■ **Task**: How many lines in the entries below contain the word "ornate"? Reply with the number only.
++++ Information shown ++++
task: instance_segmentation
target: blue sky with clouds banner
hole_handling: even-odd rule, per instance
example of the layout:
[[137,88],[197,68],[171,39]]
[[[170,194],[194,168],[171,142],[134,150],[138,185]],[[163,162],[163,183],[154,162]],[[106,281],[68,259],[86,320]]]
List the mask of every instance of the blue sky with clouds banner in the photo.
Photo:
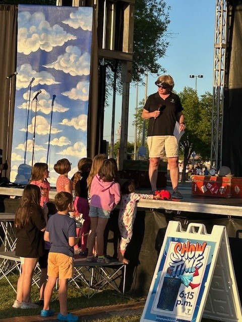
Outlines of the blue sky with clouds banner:
[[54,186],[57,160],[71,177],[87,156],[92,19],[91,7],[19,6],[12,182],[28,183],[33,159]]

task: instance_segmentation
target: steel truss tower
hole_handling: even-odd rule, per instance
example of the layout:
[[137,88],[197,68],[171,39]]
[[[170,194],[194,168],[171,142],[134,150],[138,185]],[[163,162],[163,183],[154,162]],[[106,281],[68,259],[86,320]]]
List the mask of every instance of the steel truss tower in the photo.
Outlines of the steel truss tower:
[[227,88],[226,54],[230,25],[229,5],[227,0],[216,0],[211,167],[222,165],[222,146],[224,89]]

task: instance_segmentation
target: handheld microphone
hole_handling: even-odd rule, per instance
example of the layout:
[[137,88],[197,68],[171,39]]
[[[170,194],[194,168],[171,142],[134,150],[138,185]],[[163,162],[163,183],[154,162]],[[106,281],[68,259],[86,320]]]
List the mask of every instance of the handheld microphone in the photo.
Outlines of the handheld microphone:
[[[159,111],[159,112],[160,112],[160,109],[161,109],[161,108],[162,107],[162,104],[159,104],[158,107],[157,111]],[[157,116],[157,117],[155,117],[154,118],[155,120],[156,120],[157,118],[157,117],[158,117],[158,116]]]
[[33,99],[32,101],[33,101],[34,100],[37,100],[37,97],[38,96],[38,95],[39,94],[40,94],[41,93],[41,91],[40,91],[40,90],[39,90],[39,91],[38,91],[38,92],[37,92],[37,93],[35,95],[35,96],[34,97],[34,98]]
[[12,78],[13,76],[15,76],[16,75],[18,75],[17,71],[15,71],[13,74],[11,74],[9,76],[8,76],[8,77],[6,77],[6,79],[8,79],[9,78]]

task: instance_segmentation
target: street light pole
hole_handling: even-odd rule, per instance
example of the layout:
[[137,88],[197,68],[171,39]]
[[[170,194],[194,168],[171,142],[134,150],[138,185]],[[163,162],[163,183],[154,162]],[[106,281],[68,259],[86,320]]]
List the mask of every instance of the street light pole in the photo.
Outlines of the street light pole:
[[196,80],[195,80],[195,91],[197,92],[197,78],[198,77],[199,78],[202,78],[203,77],[203,75],[190,75],[189,77],[190,77],[190,78],[194,78],[194,77],[196,78]]
[[[148,70],[146,70],[146,79],[145,79],[145,100],[144,102],[144,106],[145,105],[146,101],[147,100],[147,90],[148,90]],[[143,134],[142,134],[142,146],[145,146],[145,120],[143,121]]]
[[139,83],[137,82],[137,84],[136,85],[136,105],[135,106],[135,145],[134,147],[134,159],[136,159],[137,156],[137,114],[138,114],[138,89],[139,89]]

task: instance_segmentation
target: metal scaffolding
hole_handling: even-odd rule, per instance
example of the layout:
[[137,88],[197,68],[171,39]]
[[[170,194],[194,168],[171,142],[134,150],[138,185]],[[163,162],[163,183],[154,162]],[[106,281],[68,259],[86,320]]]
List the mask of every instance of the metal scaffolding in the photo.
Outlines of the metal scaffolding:
[[216,1],[211,148],[211,167],[216,169],[222,165],[224,89],[227,87],[226,59],[230,25],[229,8],[227,0]]

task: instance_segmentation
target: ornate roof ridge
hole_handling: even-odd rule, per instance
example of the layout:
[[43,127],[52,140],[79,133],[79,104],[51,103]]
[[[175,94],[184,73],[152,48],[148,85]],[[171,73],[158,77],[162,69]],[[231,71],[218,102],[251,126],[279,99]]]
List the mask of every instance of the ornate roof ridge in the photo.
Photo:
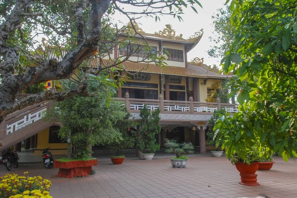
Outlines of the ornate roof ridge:
[[[143,30],[142,28],[139,27],[138,24],[136,22],[133,23],[133,25],[135,30],[144,37],[155,37],[156,39],[169,40],[173,41],[195,43],[201,39],[203,34],[203,29],[201,29],[199,31],[196,32],[194,35],[191,36],[188,39],[186,39],[183,38],[183,35],[182,34],[180,34],[180,35],[175,36],[175,30],[172,29],[172,25],[171,24],[165,25],[166,27],[162,31],[160,30],[158,32],[155,32],[154,34],[145,32]],[[129,23],[127,26],[128,27],[130,27],[130,28],[132,28],[131,23]]]

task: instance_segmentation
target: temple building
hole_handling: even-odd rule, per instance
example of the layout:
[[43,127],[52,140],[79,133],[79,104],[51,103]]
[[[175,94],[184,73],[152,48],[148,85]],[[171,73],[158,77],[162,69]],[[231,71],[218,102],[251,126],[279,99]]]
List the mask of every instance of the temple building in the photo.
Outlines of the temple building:
[[[134,38],[133,43],[113,46],[105,58],[105,63],[111,58],[130,55],[121,64],[122,69],[118,69],[125,82],[114,99],[124,102],[135,121],[140,119],[140,110],[145,104],[151,110],[160,108],[162,130],[156,137],[157,142],[162,146],[165,138],[191,141],[199,147],[200,154],[205,154],[206,149],[211,149],[206,143],[205,129],[214,111],[221,108],[231,113],[238,111],[236,105],[222,103],[213,95],[214,91],[220,91],[220,83],[230,76],[219,74],[217,68],[205,65],[203,58],[188,60],[187,53],[199,42],[202,30],[186,39],[182,35],[176,36],[170,25],[154,34],[144,32],[137,24],[135,27],[153,50],[166,51],[167,65],[163,68],[147,62],[148,52],[144,46],[143,50],[140,48],[141,44],[147,44],[140,36]],[[124,41],[128,38],[123,36],[121,39]],[[136,48],[138,53],[134,55]],[[92,65],[100,69],[96,59],[92,60]],[[66,154],[67,143],[61,142],[54,132],[58,129],[58,121],[46,122],[41,119],[42,113],[52,106],[52,101],[47,101],[8,116],[0,125],[5,131],[0,140],[13,145],[26,139],[27,148],[50,146],[53,154]]]

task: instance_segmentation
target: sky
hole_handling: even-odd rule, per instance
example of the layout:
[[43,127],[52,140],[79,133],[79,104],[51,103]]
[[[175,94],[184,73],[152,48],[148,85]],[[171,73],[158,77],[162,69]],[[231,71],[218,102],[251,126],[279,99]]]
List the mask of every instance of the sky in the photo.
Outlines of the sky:
[[[198,57],[204,58],[204,63],[207,65],[219,65],[220,60],[209,57],[207,51],[210,48],[212,45],[209,37],[213,36],[213,20],[211,16],[216,12],[217,9],[223,6],[226,0],[198,0],[202,4],[203,8],[198,5],[195,6],[198,14],[197,14],[190,7],[183,8],[185,14],[182,16],[184,21],[180,22],[177,18],[174,19],[172,16],[163,16],[160,17],[161,21],[155,22],[154,18],[143,17],[137,21],[141,24],[140,27],[148,33],[154,33],[159,30],[163,30],[166,24],[170,24],[172,28],[175,30],[176,36],[183,34],[184,39],[188,39],[194,35],[197,32],[201,29],[203,30],[203,35],[201,40],[190,52],[188,53],[188,61],[190,61],[193,58]],[[125,7],[124,7],[125,8]],[[127,8],[129,9],[128,7]],[[124,10],[127,11],[124,9]],[[119,23],[120,21],[127,24],[129,21],[128,18],[123,14],[116,13],[114,20]]]

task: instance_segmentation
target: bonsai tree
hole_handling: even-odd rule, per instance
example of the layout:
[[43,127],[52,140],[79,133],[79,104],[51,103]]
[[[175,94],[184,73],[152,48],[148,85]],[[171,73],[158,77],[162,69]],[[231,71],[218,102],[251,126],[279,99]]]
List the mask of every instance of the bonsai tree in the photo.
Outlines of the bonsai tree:
[[127,120],[130,117],[130,114],[127,114],[123,119],[119,120],[117,122],[116,127],[118,128],[121,133],[121,137],[119,139],[112,142],[108,145],[108,148],[115,151],[115,154],[112,158],[123,157],[124,156],[121,156],[120,152],[124,149],[128,148],[134,147],[135,138],[129,135],[127,130],[128,128],[133,126],[133,122]]
[[[108,145],[121,139],[116,125],[126,113],[120,102],[106,101],[106,95],[114,93],[108,86],[112,83],[103,75],[100,78],[96,77],[91,84],[98,86],[90,87],[90,91],[93,91],[92,97],[78,95],[58,102],[54,112],[46,116],[46,119],[57,117],[62,123],[58,135],[68,143],[68,158],[90,158],[92,146]],[[65,87],[72,86],[69,82],[64,84]]]
[[160,109],[150,112],[147,105],[140,110],[141,120],[139,132],[136,133],[136,146],[142,152],[147,153],[155,152],[160,149],[160,145],[156,142],[155,136],[161,131]]
[[[252,114],[252,113],[251,113]],[[265,148],[257,136],[259,131],[253,130],[250,124],[252,119],[248,111],[234,114],[233,117],[227,113],[221,115],[214,127],[216,134],[216,145],[222,139],[222,148],[233,164],[242,162],[248,164],[259,160],[260,150]]]
[[[221,150],[223,138],[218,139],[218,136],[214,131],[213,131],[213,127],[214,126],[216,121],[220,118],[220,115],[226,115],[226,110],[225,109],[221,109],[218,111],[215,110],[213,112],[213,115],[210,118],[208,122],[208,130],[206,132],[206,135],[207,136],[207,144],[209,145],[212,146],[214,151],[219,151]],[[217,140],[218,141],[217,141]]]
[[194,153],[194,146],[191,142],[184,142],[179,144],[175,140],[165,139],[164,145],[167,148],[165,152],[170,153],[173,153],[176,156],[174,159],[188,159],[187,155]]

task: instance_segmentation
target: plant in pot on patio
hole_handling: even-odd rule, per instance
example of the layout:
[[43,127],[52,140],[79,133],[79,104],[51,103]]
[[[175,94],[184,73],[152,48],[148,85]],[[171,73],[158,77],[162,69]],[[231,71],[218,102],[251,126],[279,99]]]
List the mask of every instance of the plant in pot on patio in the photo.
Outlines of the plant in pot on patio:
[[139,130],[135,133],[135,145],[143,152],[142,157],[145,159],[151,159],[154,152],[160,149],[155,138],[155,135],[161,131],[159,114],[159,108],[151,113],[147,105],[140,110],[141,120],[138,127]]
[[172,166],[175,168],[183,168],[186,167],[189,154],[194,153],[194,146],[191,142],[184,142],[179,144],[175,140],[165,139],[164,145],[167,149],[165,151],[166,153],[173,153],[176,157],[170,159]]
[[247,121],[247,112],[222,116],[217,121],[214,130],[217,135],[217,143],[223,138],[222,148],[231,163],[240,173],[240,184],[257,186],[255,174],[259,167],[259,151],[262,145],[256,132]]
[[121,164],[124,161],[125,156],[121,156],[121,151],[123,149],[134,147],[135,138],[130,135],[130,131],[128,130],[128,128],[131,128],[133,126],[133,122],[127,120],[130,116],[130,114],[127,114],[123,120],[117,121],[116,127],[121,133],[121,139],[108,146],[109,149],[116,152],[115,155],[110,157],[114,164]]
[[[214,157],[221,157],[224,152],[221,151],[222,145],[223,144],[223,139],[217,139],[217,136],[213,131],[213,127],[215,122],[220,118],[220,115],[225,115],[226,110],[225,109],[221,109],[219,111],[215,110],[213,112],[213,116],[210,118],[208,123],[208,131],[206,132],[207,136],[207,144],[208,145],[212,146],[213,151],[211,152]],[[218,140],[218,141],[217,141]]]
[[[88,176],[92,166],[98,164],[97,159],[92,158],[92,146],[109,144],[120,139],[115,126],[126,113],[118,102],[109,102],[108,106],[104,102],[106,86],[102,82],[101,89],[94,92],[92,97],[76,95],[60,102],[53,108],[53,112],[46,115],[46,119],[57,117],[62,125],[58,136],[68,143],[68,158],[54,160],[54,167],[59,168],[58,177]],[[90,87],[90,91],[92,90]]]
[[275,161],[273,161],[273,151],[268,147],[263,148],[261,151],[261,156],[259,159],[259,170],[269,170],[272,168]]

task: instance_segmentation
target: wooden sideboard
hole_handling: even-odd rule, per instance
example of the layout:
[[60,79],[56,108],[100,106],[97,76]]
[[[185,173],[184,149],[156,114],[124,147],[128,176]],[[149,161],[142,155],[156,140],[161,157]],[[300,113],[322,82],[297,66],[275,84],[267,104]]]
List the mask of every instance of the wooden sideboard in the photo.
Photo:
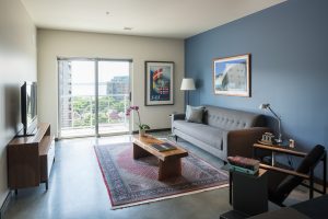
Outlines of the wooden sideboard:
++++
■ **Solution**: 3